### Exercices
• 1. Reproduisez fidèlement le passage de l'extrait sur le bruit de l'iMac qui commence à "C'est un iMac" et se termine à "qu'un ordi ........".
• 2. D'après l'extrait sur le bruit de l'iMac, à quelle distance d'un réparateur agréé hike se trouve-t-il ?
• 3. Poursuivez l'extrait sur le bruit de l'iMac à partir de l'endroit où il s'arrête.

### Extrait de page
____________________

Je vais le changer de meuble pour faire un test. Au premier démarrage, il était sur un autre meuble et je ne me suis pas aperçu du bruit maintenant que j'y repense...


----------



## hike (20 Janvier 2008)

mjpolo a dit:


> :afraid: bruit iMac alu 24" insupportable??...alors ta machine a un pb(?)...
> Je suis très sensible à toutes sortes de bruits (j'ai aussi un cube donc sans ventilo) et je peux te dire que j'entends davantage le dd du cube gratter que celui de l'iMac: rien qu'un léger souffle des 3 ventilos; mais je peux écouter iTunes la nuit, le son au minimum, sans problème



C'est un iMac 20" ,  au début il faisait presque autant de bruit que mon frigo (que j'ai débranché pour comparer )  ,  et comme je ne savais pas si  le  SAV  pouvais venir  jusqu'a chez moi  ( je suis  à + de 70 km  d'un réparateur  agréé )   pour voir le pb , car je n'avais pas envi de renvoyer ma machine au bout de 15 jours et que je n'est qu'un ordi ........

____________________

### Extrait des données
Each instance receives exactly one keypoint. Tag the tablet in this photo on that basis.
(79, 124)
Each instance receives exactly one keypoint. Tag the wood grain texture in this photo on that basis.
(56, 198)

____________________

### Réponses fournies
• 1.
C'est un iMac 20" ,  au début il faisait presque autant de bruit que mon frigo (que j'ai débranché pour comparer )  ,  et comme je ne savais pas si  le  SAV  pouvais venir  jusqu'a chez moi  ( je suis  à + de 70 km  d'un réparateur  agréé )   pour voir le pb , car je n'avais pas envi de renvoyer ma machine au bout de 15 jours et que je n'est qu'un ordi ........

• 2. À plus de 70 km.

• 3.
Depuis le SAV est venu pour changer la carte mère ( 2fois ) , et j'ai l'impression que ces 2 démontages  ont calmé  le bruit  ;  j'en avais parlé  au gars  qui  m'a dis que sa pouvais venir du 3ième ventilo (quand on sort l'écran on en vois 1 de chaque coté , se serais l'autre qui est cahé) et comme il était envoyé que pour la carte mère il m'a dit de rappeler le service Apple pour une autre intervention  (j'ai pris la garantie  3 ans   je peut voir venir )

Le SAV à mis moins de 8 jours (par intervention) pour remplacer la carte mère    (entre l'appel au service Apple et l'intervention à domicile)


----------



## skystef (20 Janvier 2008)

Ouais, voilà, on dirait le ronronnement d'un frigo... Ce bruit vient du ventilo vers les bouches d'aérations en haut derrière l'écran. 

Je n'ai pas encore essayé sur un autre meuble mais quand mon iMac est dans un meuble qui fait angle avec le mur, y'a donc un espace vide derrière qui pourrait faire "raisonner le bruit"... C'est très bête ce que je dis mais quand je tourne l'imac, ça ne le fait presque plus (il faut se rapprocher du mac pour entendre le bruit).

Bon si je ne trouve pas d'autres solutions --> SAV  :hein:


----------



## mjpolo (21 Janvier 2008)

skystef a dit:


> Ouais, voilà, on dirait le ronronnement d'un frigo... Ce bruit vient du ventilo vers les bouches d'aérations en haut derrière l'écran.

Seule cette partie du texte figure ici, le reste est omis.